* **Tu objetivo**:
Continúa el texto seleccionado sobre la identidad y la afición por el cultivo de hongos psicotrópicos a partir de su última oración.

* **Texto seleccionado**:
Si no hay un yo verdadero y uno falso, tampoco podemos engañarnos a nosotros mismos ni engañar a los demás. Somos siempre superficie, rostro, efectos. Algunos de nuestros valores duran poco tiempo, porque no encajan bien con el resto o no encuentran un eco en nuestro entorno. Otros duran para siempre. Pero ninguno de ellos es menos verdadero que los demás, a menos que definamos la verdad como duración (y quizás no sea la peor definición disponible).
Mi afición por el cultivo de hongos psicotrópicos duró exactamente un verano. ¿Quién soy yo, un hombre de mediana edad que trabaja en banca y tiene una hipoteca o un tipo atrevido, juvenil y un poco criminal? Todo en diferentes medidas: empleado de banca cuarenta horas a la semana, Walter White durante tres meses del 2020 (o cada vez que tengo la oportunidad de mencionarlo). Si alguien quiere predecir qué es lo que estaré haciendo a esta misma hora dentro de un año, apostará sin duda a que puede encontrarme en la oficina, pero debe al menos contemplar la posibilidad (mínima pero innegable) de que me encuentre en mi sótano, con guantes quirúrgicos y mascarilla, inyectando esporas en una base de nutrientes previamente esterilizada en la olla exprés.

* **Material proporcionado**:
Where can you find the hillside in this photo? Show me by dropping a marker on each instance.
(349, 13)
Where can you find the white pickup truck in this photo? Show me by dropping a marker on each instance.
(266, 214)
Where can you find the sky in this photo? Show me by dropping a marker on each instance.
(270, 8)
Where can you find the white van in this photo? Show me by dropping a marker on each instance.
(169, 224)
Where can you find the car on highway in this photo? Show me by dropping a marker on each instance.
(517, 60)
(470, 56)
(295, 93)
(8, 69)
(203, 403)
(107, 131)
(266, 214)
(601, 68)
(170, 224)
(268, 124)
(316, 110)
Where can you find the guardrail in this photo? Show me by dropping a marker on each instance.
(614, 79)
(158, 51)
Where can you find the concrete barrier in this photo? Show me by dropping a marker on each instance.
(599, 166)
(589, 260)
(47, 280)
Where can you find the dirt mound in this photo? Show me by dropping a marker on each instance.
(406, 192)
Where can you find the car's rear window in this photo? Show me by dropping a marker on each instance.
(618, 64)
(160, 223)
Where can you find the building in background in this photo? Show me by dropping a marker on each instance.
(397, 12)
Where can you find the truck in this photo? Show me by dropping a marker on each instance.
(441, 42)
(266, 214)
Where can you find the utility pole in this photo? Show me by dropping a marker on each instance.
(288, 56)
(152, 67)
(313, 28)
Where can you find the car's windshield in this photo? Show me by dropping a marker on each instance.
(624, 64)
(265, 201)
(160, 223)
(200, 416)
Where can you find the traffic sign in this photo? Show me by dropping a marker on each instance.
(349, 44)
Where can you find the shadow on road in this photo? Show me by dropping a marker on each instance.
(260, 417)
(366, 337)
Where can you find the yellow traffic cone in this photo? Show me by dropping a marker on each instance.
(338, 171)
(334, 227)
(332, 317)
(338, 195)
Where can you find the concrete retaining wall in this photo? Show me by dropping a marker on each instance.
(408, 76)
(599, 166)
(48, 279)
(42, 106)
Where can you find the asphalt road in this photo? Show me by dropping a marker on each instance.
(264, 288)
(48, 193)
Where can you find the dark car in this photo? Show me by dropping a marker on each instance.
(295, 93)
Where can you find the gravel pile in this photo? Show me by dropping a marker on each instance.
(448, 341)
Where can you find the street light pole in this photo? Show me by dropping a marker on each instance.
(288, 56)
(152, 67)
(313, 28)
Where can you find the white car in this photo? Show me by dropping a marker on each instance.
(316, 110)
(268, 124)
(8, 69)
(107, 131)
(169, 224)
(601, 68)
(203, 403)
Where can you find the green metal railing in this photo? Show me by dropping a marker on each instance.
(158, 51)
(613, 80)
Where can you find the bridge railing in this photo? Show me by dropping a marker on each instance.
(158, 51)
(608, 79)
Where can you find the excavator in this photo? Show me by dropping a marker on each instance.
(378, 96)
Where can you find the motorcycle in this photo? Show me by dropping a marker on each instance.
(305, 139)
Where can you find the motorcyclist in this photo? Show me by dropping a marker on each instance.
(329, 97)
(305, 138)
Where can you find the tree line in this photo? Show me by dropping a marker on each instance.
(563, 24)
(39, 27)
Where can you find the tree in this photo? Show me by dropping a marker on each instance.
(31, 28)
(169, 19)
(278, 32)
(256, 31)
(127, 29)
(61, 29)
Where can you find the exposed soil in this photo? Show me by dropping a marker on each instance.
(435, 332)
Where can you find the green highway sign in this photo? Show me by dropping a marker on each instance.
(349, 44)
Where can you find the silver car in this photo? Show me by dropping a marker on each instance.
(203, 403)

* **Respuesta a la tarea**:
Erudiciones prescindibles
Si finalmente nos libramos de la metafísica, es decir, de la idea de que existen anclajes para el conocimiento o el mundo, de que existen verdades eternas, todavía necesitamos navegar el concepto diario de «la verdad». ¿Pero cómo?
Derrida ofrece la solución de Levi-Strauss: el bricolaje, es decir, el uso de la tradición conceptual de cada uno como herramienta de usar y tirar. Pero evidentemente, no todas las herramientas valen lo mismo, y es en su diferenciación donde necesitamos usar el concepto de «verdad». La serpiente se muerde aquí la cola.
La duración no es la esencia de la verdad, sino el síntoma de un sistema estable, que no eterno. Sin metafísica, la verdad es siempre provisional, pero con grados variables de provisionalidad que se sustentan NO en el bricolaje de Derrida/Strauss, sino en su ubicación en el entramado estructural de la red del ser. Una red sin centro que se halla siempre en movimiento.